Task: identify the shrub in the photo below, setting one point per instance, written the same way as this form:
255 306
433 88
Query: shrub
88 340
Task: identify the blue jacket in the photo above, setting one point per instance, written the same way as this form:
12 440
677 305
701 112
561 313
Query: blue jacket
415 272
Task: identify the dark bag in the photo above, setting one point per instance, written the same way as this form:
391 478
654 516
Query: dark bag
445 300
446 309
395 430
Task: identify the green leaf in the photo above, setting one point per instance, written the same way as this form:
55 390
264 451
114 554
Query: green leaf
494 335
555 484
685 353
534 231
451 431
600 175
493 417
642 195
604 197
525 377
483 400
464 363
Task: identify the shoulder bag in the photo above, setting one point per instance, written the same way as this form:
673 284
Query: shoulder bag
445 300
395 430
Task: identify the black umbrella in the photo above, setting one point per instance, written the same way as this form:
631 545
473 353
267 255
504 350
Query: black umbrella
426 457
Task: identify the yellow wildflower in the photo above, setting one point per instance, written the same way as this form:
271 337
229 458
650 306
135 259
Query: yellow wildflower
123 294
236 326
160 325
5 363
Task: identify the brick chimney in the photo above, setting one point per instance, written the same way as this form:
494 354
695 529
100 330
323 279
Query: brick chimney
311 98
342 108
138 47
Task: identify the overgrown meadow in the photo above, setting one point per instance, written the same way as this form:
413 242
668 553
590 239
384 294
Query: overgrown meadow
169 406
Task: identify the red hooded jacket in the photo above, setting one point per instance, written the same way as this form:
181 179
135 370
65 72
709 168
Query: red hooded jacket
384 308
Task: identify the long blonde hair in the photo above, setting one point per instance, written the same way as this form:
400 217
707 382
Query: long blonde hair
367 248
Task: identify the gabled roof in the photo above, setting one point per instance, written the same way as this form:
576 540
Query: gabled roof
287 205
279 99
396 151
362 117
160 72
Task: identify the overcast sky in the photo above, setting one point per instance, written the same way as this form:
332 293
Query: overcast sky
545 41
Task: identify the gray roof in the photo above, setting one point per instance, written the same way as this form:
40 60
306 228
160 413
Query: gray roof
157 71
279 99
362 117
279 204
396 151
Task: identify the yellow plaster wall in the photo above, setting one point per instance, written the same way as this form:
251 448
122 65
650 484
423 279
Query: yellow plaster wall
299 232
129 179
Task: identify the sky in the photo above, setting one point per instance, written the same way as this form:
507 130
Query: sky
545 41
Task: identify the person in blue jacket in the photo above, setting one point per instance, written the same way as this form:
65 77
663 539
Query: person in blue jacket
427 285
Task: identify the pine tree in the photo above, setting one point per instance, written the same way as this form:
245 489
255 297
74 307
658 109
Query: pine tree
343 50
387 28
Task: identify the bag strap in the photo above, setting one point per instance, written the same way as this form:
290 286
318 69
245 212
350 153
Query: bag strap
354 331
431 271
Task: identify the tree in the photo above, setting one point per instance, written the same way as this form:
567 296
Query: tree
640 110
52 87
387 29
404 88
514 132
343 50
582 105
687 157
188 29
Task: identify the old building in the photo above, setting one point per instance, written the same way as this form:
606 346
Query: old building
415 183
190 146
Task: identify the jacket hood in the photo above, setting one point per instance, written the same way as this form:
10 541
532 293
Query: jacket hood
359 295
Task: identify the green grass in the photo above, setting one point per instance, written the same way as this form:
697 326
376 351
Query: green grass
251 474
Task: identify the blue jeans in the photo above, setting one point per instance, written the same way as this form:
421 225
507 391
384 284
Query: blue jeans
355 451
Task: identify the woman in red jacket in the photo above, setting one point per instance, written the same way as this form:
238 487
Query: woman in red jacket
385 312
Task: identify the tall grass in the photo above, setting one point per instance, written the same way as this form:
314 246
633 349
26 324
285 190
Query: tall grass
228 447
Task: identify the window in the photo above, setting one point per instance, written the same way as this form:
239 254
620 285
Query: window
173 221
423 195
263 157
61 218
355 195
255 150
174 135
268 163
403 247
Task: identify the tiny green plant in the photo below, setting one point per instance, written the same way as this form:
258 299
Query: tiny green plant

++++++++++

## GOAL
Convert every line of the records above into a JSON list of strings, with one string for each line and any blank lines left out.

## COMPLETE OUTPUT
[
  "Task: identify the shrub in the photo below, setting one point per instance, written the same way as this form:",
  "255 306",
  "433 88",
  "Query: shrub",
  "88 340",
  "Task: identify the blue jacket in the photo above, setting one point per instance, written the same way as this form:",
  "12 440",
  "677 305",
  "701 112",
  "561 313",
  "Query: blue jacket",
  "415 272",
  "Task: identify the dark bag in the photo above, setting one point per instance, written the same way as this form:",
  "391 478",
  "654 516",
  "Query: dark bag",
  "445 300",
  "446 309",
  "395 430",
  "Task: identify the green leaf in the photo above, setting one point per instance, written the same way as this form:",
  "55 390",
  "264 451",
  "114 554",
  "Query: green leaf",
  "494 335",
  "555 484",
  "685 353",
  "534 231",
  "451 431",
  "600 175",
  "493 417",
  "642 195",
  "604 197",
  "525 377",
  "483 400",
  "464 363",
  "Task: identify the shoulder bag in the photo above, setting one point per instance, written the same way as this form:",
  "673 284",
  "Query: shoulder bag",
  "445 300",
  "395 430",
  "Task: identify the black umbrella in the photo above, setting one point per instance, written the same way as this form:",
  "631 545",
  "473 353",
  "267 255",
  "504 350",
  "Query: black umbrella",
  "426 457",
  "Task: identify the yellow wildflower in the photo above, setting one point per instance, written the same way as this form:",
  "271 337",
  "229 458",
  "650 306",
  "135 259",
  "Query: yellow wildflower",
  "123 294",
  "236 326",
  "160 325",
  "5 363",
  "Task: identify the brick chimney in the photo above, setting one point per instance, written the same way as this form:",
  "494 354",
  "695 529",
  "100 330",
  "323 279",
  "Query: brick chimney",
  "311 98",
  "342 108",
  "138 47",
  "Task: identify the overgrown meadow in the photo above, setting one point per instance, written the same way as this form:",
  "413 242",
  "668 553",
  "590 239",
  "384 294",
  "Query: overgrown meadow",
  "169 406",
  "Task: identify the red hooded jacket in the photo above, setting one point per instance, written the same way as this form:",
  "181 179",
  "135 370",
  "65 72",
  "709 168",
  "Query: red hooded jacket",
  "384 308",
  "Task: identify the long blonde hair in the photo above, setting one point per instance, written the same way as this form:",
  "400 217",
  "707 382",
  "Query: long blonde hair",
  "367 248",
  "Task: identify the gabled roof in the photo above, setting one point per instance, written the same way as this form:",
  "576 540",
  "Query: gabled roof",
  "287 205",
  "279 99",
  "396 151",
  "362 117",
  "160 72",
  "Task: identify the overcast sky in the photo above, setting one point per instance, written the same way as this form:",
  "332 293",
  "Query: overcast sky",
  "545 41",
  "Task: identify the gray roof in the photo above, setting one point per instance, written the same way as this form:",
  "40 60",
  "306 228",
  "160 413",
  "Query: gray roof",
  "157 71",
  "279 99",
  "362 117",
  "279 204",
  "396 151",
  "Task: identify the yellow plaster wall in the photo above, setting one point per instance, written the same way as this form:",
  "251 448",
  "122 65",
  "650 484",
  "423 279",
  "Query: yellow plaster wall",
  "299 232",
  "129 179",
  "Task: identify the sky in the photo above, setting one point per instance, written the same way as this form:",
  "507 130",
  "Query: sky",
  "545 41",
  "Task: identify the person in blue jacket in the photo above, setting one point per instance, written the same way as this form:",
  "65 77",
  "663 539",
  "Query: person in blue jacket",
  "427 285",
  "Task: identify the pine tree in the photo above, setting one point per instance, written the same way as this form:",
  "245 489",
  "255 297",
  "74 307",
  "658 109",
  "Query: pine tree",
  "343 50",
  "387 28",
  "Task: identify the bag strap in the photo above, setting one point per instance, written the same way as this form:",
  "290 286",
  "318 69",
  "245 212",
  "350 153",
  "Query: bag strap",
  "354 331",
  "431 271",
  "Task: identify the tree in the photo above, setting one point per instance, written the same way as this form:",
  "567 296",
  "Query: tree",
  "640 110",
  "52 87",
  "387 29",
  "404 88",
  "514 132",
  "343 50",
  "582 105",
  "687 157",
  "188 29",
  "Task: identify the old building in the photo above, setting one point per instance, written the same way as this form:",
  "606 346",
  "Query: old building",
  "415 183",
  "190 146",
  "Task: identify the jacket hood in the photo above, setting one point per instance, written the same way as this form:",
  "10 541",
  "532 293",
  "Query: jacket hood",
  "359 295",
  "Task: identify the green grass in the photo above, setting one point per instance, written the same way as this form:",
  "697 326",
  "376 351",
  "Query: green grass",
  "251 474",
  "Task: identify the blue jeans in the photo above, setting one point per instance, written the same way as this form:",
  "421 225",
  "507 391",
  "384 284",
  "Query: blue jeans",
  "355 451",
  "Task: identify the woman in red jacket in the photo above, setting one point per instance, written the same way as this form:",
  "238 487",
  "Query: woman in red jacket",
  "385 312",
  "Task: identify the tall grass in the photo above, setting one point per instance, written the same way as this form:",
  "314 246",
  "633 349",
  "26 324",
  "285 190",
  "Query: tall grass",
  "228 447",
  "Task: identify the window in the photo above, setting one point per instance, written the same way as this form:",
  "239 254",
  "620 285",
  "Query: window",
  "173 221",
  "423 195",
  "263 157",
  "61 218",
  "355 195",
  "255 150",
  "174 135",
  "268 163",
  "403 247",
  "Task: identify the tiny green plant in the photo below, setting one point per instance, written the same way as this form:",
  "258 299",
  "Query: tiny green plant"
]